Object pointing dataset rows
--- --- ---
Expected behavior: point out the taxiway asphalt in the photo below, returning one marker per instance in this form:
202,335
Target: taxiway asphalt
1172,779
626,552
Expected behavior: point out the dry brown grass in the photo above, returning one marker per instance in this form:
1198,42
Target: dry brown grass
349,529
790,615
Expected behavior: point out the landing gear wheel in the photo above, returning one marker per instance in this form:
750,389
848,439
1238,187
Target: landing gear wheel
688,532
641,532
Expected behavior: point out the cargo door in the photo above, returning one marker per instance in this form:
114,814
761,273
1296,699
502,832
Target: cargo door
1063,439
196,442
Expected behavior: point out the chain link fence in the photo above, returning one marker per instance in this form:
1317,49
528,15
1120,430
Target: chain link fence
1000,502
--- --- ---
Instructions for the task - Write out the lines above, starting at the line that contains "Expected behavior: point out the dry" and ending with the final line, and nothing else; copy them exactly.

The reply -
Expected behavior: point out the dry brown grass in the photo above, returning one marker per instance in this form:
1198,42
Target: dry brown grass
349,529
790,615
Expected behavior: point out the landing gear wheel in the photo above, returning one marker per instance in this form:
750,389
848,439
1238,187
Target: landing gear wheel
688,532
641,532
Expected behavior: point out the cargo door in the photo above, returning one marker per instance in this form:
114,814
761,273
1296,699
502,832
Target: cargo door
1063,439
196,442
Expected behavior: point out the chain link fence in the photo above, returning one marker per instance in this form:
1317,49
528,15
1120,430
Target: chain link fence
1000,502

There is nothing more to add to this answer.